Your goal
Return each of the entries below precisely, with no pictures in the result.

----- Extracted records -----

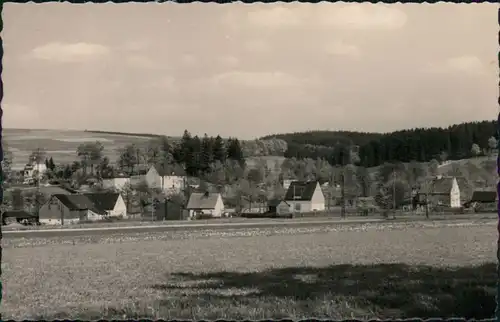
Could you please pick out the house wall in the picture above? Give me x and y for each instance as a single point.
(41, 168)
(283, 208)
(120, 208)
(50, 214)
(318, 199)
(216, 212)
(172, 184)
(455, 195)
(153, 179)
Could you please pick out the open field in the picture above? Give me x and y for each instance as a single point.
(338, 271)
(61, 144)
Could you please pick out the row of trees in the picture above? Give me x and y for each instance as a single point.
(423, 145)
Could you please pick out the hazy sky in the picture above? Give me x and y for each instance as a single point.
(248, 70)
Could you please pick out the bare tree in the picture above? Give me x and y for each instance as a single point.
(475, 150)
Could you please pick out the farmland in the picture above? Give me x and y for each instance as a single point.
(338, 271)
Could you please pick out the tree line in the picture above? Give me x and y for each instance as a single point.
(455, 142)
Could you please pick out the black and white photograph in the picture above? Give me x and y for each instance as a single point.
(249, 161)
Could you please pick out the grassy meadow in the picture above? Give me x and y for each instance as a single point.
(334, 271)
(61, 144)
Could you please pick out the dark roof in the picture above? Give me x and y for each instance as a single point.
(103, 200)
(78, 202)
(484, 196)
(273, 202)
(441, 185)
(162, 171)
(301, 190)
(17, 214)
(199, 200)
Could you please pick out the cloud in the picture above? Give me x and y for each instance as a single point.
(15, 115)
(140, 61)
(350, 16)
(257, 46)
(470, 65)
(467, 64)
(136, 45)
(228, 60)
(339, 48)
(65, 53)
(165, 83)
(275, 17)
(189, 59)
(362, 16)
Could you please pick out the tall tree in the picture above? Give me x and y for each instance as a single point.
(7, 163)
(52, 165)
(475, 150)
(492, 144)
(128, 158)
(17, 199)
(207, 155)
(364, 180)
(234, 151)
(38, 156)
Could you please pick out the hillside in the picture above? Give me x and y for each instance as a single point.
(61, 145)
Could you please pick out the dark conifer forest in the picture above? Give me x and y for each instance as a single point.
(455, 142)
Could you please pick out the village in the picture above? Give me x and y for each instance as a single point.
(157, 194)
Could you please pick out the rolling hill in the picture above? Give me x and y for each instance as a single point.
(62, 144)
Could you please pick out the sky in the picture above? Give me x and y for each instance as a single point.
(248, 70)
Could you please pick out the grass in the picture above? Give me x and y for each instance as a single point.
(371, 272)
(145, 221)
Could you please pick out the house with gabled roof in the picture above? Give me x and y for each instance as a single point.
(303, 196)
(444, 191)
(111, 202)
(159, 177)
(116, 182)
(205, 203)
(69, 209)
(483, 199)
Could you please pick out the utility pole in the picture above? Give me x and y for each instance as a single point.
(342, 193)
(394, 190)
(153, 206)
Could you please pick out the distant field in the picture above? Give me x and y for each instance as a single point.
(61, 144)
(270, 160)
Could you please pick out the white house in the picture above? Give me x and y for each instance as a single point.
(62, 209)
(303, 197)
(116, 182)
(157, 177)
(205, 203)
(445, 191)
(30, 169)
(111, 203)
(69, 209)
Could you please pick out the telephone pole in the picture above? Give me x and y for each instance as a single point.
(37, 195)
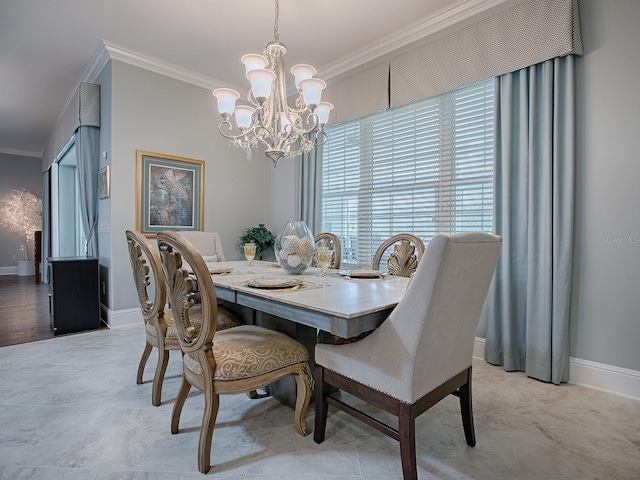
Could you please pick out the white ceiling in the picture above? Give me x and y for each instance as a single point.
(47, 46)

-----

Answer space
Could you please pick out the house wall in the picture above? Give me x and y for each instance as a single point.
(41, 168)
(283, 208)
(120, 208)
(50, 214)
(318, 199)
(216, 212)
(172, 184)
(455, 195)
(153, 179)
Could you please pick out the open field in the picture above? Give me x and y for each instance as a single point.
(338, 271)
(61, 144)
Could you please pick out the row of trees in the picture above? Give me x and y for each instance as a single point.
(423, 145)
Could you please pick out the hazy sky in the picture above? Give me x and y for each instance as a single point.
(248, 70)
Could you please pick out the bare tree in the picture above? Give me x and y for each instance as a single point.
(475, 150)
Could you please pick out the farmland in the picture above? Give me x and y for each instance as a single point.
(338, 271)
Could you please pick out the tree line in the picture above? Give me x and y for each instance as a single point.
(455, 142)
Could you please pick out the black and white photograph in the picture above? Give me x and y for each instance as a single point.
(249, 161)
Could you please pick out the grassy meadow in the picture above? Give me x and y for each instance as a single point.
(334, 271)
(61, 144)
Could you please pick out the dark roof in the picture above? Give me x and y for each instance as a single point.
(103, 200)
(78, 202)
(484, 196)
(273, 202)
(441, 185)
(162, 171)
(301, 190)
(17, 214)
(199, 200)
Could you please pick out the cloud in the picture above? Give me x and y for each instance as a single point.
(15, 115)
(140, 61)
(350, 16)
(257, 46)
(470, 65)
(467, 64)
(136, 45)
(228, 60)
(339, 48)
(65, 53)
(165, 83)
(275, 17)
(189, 59)
(362, 16)
Could you please pick out the tall tree in the picture above? Give me x and y for each instance as a single point.
(7, 163)
(52, 165)
(475, 150)
(492, 144)
(128, 158)
(17, 199)
(207, 155)
(364, 180)
(234, 151)
(38, 156)
Could you please pick out the hillside in the picture above? Give me x and y for each instance as a single point.
(61, 145)
Could you please pick out the dark conifer forest in the picture above? Give me x and y for each instance as a single point.
(455, 142)
Could you please pick out the village in the picture above? Give me x and y for each instance as a single point.
(157, 194)
Could you please pick out the rolling hill in the picture above? Give me x and y for each instance as a single point.
(62, 144)
Could you please pick out the sky in the picture above? Give me x and y for each instance as a single point.
(248, 70)
Could you please pick out the grass in the picture above? Give me x and y for each instance as a single point.
(371, 272)
(145, 221)
Could you please pick out the house with gabled roof in the picture above? Give me x and y for each instance as a single point.
(303, 196)
(444, 191)
(111, 202)
(159, 177)
(116, 182)
(205, 203)
(69, 209)
(483, 199)
Could you please pick out the utility pole in the picture above? Give me x and y for each instance as a single point.
(342, 193)
(394, 190)
(153, 206)
Could you please pick out the distant field in the picture above? Give me x and y for each instance as a single point.
(61, 144)
(270, 160)
Could you please pick out the white house in the picture above? Give me x and y for each instance as a single point.
(62, 209)
(303, 197)
(116, 182)
(157, 177)
(205, 203)
(445, 191)
(30, 169)
(111, 203)
(69, 209)
Could you please pick out the telephone pole in the picture above? Give me x and y for each instance as a single point.
(37, 195)
Could you please pick out the white ceiling in the picture above? Give me x and y for each instance as a single point.
(47, 46)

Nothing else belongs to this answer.